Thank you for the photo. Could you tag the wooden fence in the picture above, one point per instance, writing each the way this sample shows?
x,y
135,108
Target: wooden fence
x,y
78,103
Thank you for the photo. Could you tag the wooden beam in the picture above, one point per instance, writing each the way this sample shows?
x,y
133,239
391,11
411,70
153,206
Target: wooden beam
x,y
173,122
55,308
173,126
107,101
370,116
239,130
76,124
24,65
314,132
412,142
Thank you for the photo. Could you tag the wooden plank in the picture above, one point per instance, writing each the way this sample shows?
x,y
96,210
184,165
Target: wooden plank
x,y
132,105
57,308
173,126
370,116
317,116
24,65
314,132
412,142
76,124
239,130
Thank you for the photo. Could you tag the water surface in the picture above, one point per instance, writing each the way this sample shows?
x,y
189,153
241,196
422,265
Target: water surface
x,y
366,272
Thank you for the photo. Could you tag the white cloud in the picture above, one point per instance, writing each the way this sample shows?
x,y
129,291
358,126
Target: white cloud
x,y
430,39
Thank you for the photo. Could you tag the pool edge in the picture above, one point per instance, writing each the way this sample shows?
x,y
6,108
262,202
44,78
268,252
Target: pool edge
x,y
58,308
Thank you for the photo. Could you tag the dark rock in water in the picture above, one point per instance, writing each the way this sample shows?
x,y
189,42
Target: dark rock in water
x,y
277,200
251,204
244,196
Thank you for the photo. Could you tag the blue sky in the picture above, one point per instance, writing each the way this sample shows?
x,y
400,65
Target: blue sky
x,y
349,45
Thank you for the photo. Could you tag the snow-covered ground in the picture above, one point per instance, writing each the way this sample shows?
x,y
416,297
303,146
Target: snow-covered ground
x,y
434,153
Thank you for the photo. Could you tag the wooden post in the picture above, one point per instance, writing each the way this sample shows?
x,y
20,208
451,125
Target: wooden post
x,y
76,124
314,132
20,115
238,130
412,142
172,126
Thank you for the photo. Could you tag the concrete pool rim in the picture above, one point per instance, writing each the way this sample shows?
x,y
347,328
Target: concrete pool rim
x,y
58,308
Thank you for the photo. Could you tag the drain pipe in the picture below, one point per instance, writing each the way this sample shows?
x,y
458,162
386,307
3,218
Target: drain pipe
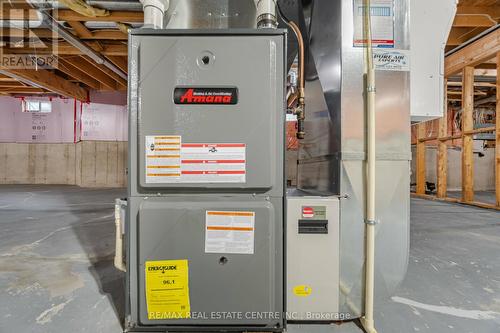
x,y
154,11
367,320
266,14
119,217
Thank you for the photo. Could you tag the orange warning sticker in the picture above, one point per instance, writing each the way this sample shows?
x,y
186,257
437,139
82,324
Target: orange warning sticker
x,y
229,232
161,166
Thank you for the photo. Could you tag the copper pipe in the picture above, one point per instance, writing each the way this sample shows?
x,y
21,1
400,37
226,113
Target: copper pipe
x,y
300,40
301,109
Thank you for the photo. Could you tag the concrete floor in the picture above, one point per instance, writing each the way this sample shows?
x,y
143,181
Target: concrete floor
x,y
488,197
57,274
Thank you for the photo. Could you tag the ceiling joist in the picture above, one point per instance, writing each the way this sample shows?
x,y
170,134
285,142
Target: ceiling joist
x,y
49,81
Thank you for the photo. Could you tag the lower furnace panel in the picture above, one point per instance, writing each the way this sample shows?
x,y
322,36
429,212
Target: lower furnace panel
x,y
312,259
242,281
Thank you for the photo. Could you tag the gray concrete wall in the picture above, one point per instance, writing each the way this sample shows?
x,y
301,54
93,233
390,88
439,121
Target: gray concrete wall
x,y
87,163
484,173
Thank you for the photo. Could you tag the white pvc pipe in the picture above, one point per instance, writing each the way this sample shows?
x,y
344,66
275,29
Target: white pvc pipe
x,y
368,319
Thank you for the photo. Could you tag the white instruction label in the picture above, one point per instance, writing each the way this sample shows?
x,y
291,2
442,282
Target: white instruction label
x,y
163,158
229,232
391,60
213,163
382,23
168,160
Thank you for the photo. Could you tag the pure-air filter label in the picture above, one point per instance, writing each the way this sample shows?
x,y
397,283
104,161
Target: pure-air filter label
x,y
167,289
229,232
170,161
382,23
202,95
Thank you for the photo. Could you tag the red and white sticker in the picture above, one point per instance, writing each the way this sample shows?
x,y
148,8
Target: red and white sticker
x,y
307,212
205,163
229,232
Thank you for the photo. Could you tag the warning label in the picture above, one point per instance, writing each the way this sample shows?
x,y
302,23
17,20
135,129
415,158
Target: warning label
x,y
170,161
163,158
167,289
229,232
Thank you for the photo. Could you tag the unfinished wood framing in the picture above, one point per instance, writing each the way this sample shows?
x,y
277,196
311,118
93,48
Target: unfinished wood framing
x,y
467,140
49,81
473,54
497,136
442,158
421,159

——

What is expected: Reproduce all entries exactly. Pictures do not belong in the copy.

Response for this exercise:
Thank you for the photo. Could you tag the wooden fence in the picture above, one point per instance, writing each the way this sample shows?
x,y
135,108
Target: wooden fence
x,y
78,103
Thank you for the photo. Could you tag the wooden beam in the picture above, one point per instance, writing each the way this sample shows?
x,y
133,239
391,11
411,70
153,206
Target: wooden beam
x,y
173,122
55,308
173,126
107,101
370,116
239,130
76,124
24,65
314,132
412,142
Thank you for the photo. Could you tag the wooden plank in the picture above, one point per instance, writing each the way this sample shows?
x,y
96,210
184,165
Target: wooden plank
x,y
132,105
57,308
173,126
370,116
317,116
24,65
314,132
412,142
76,124
239,130
Thank you for the photo. Could you tag the water surface in the picture above, one point per instance, writing each the way this sample shows?
x,y
189,153
241,196
422,265
Target: water surface
x,y
366,272
Thank you for the photo. Could you tag the white cloud in the picture above, one point per instance, writing each the way this sample shows?
x,y
129,291
358,126
Target: white cloud
x,y
430,39
Thank you for the photo. Could you tag the pool edge in the picture above, one point per instance, writing each the way this sample shows?
x,y
6,108
262,202
44,78
268,252
Target: pool edge
x,y
58,308
Thank you for the photo. Could you tag the dark rock in water in the picture above, one point per instance, writing each the way this sample shows?
x,y
189,42
Target: dark rock in water
x,y
277,200
251,204
244,196
Thank you for the photo. Could you tag the blue sky in the picture above, one point per instance, writing each the way this sample shows?
x,y
400,65
Target: blue sky
x,y
349,45
Thank you for the photo. Could you tag the snow-covered ground in the picture above, one point per instance, writing each the way this sample shows?
x,y
416,297
303,146
Target: snow-covered ground
x,y
434,153
Thank you for the photo. Could you tag the wooden post in the picture above, one point per instance, writing each the way this sample shows?
x,y
20,208
451,125
Target: wooden post
x,y
76,124
314,132
20,115
238,130
412,142
172,126
Thank you for the photo. Could you tag the concrete pool rim in the picture above, one point per instance, writing each the way this sample shows?
x,y
347,328
Target: concrete pool rim
x,y
58,308
Thank you for the photo. Could you tag the drain pipe in the picture below, one point per instance, writing each the way this sample shows?
x,y
458,162
386,307
3,218
Target: drain pipe
x,y
154,11
367,320
266,14
119,217
Thank you for the photo. Could you tag the orange warning sticker in the picture above, one point per instance, writing each the way this sample shows?
x,y
186,257
437,139
82,324
Target: orange warning sticker
x,y
229,232
161,166
Thank you for the photo. Could you tag the copper pipe in the picture above, one point per instance, writing each the way this sample shows?
x,y
21,1
400,37
226,113
Target: copper pipe
x,y
300,40
301,109
Thank you for the photo. Could you tag the concrete floor in the picture above, one point per instance, writing each the way this sample shows?
x,y
143,181
Target: concrete floor
x,y
488,197
57,274
Thank you for the photo. Could you tag the ceiling joist in the picture above, one point per instance, writing each the way this sample shows?
x,y
170,134
285,142
Target: ceiling joist
x,y
49,81
Thank you for the photo. Could you tag the lower furnace panel in the picture above, one point per instance, writing each the way this sample shows?
x,y
322,36
429,212
Target: lower furnace panel
x,y
312,259
242,281
Thank you for the photo. Could you tag the gray concrete wall in the picture above, one point per instance, writing each the way this sample shows?
x,y
301,54
93,233
390,88
439,121
Target: gray concrete wall
x,y
87,163
484,173
Thank you for the photo. Could you tag the white pvc pipe in the picture above, one point per instance, writing each the way this sample shows?
x,y
344,66
275,29
Target: white pvc pipe
x,y
368,319
Thank you for the photo. Could you tag the white instruction label in the picture above, one point per instance, writing each the way this sample shows?
x,y
291,2
442,282
Target: white instruction label
x,y
163,158
229,232
391,60
213,163
382,23
168,160
Thank you for the photo. Could you tag the pure-air filter label in the picture above, one point per instance, writing each the way this sample shows?
x,y
397,283
104,161
Target: pure-air filter label
x,y
167,289
229,232
170,161
382,23
202,95
Thank you for the photo. Could you tag the red and white sticker in the picture above, one point per instance, writing each the way this sample shows?
x,y
148,8
Target: red and white sticker
x,y
307,212
205,163
229,232
Thank you for the photo. Could you tag the warning label in the picture above, one point per instance, writing each the way this sample shows?
x,y
302,23
17,20
135,129
415,158
Target: warning label
x,y
170,161
163,158
167,289
229,232
Thank you for the photo. Could you tag the unfinished wood framing in the picture above, one point per instance, writing each the way this sample shows?
x,y
277,196
311,118
93,48
Target: unfinished wood framing
x,y
467,140
49,81
473,54
497,136
442,158
421,159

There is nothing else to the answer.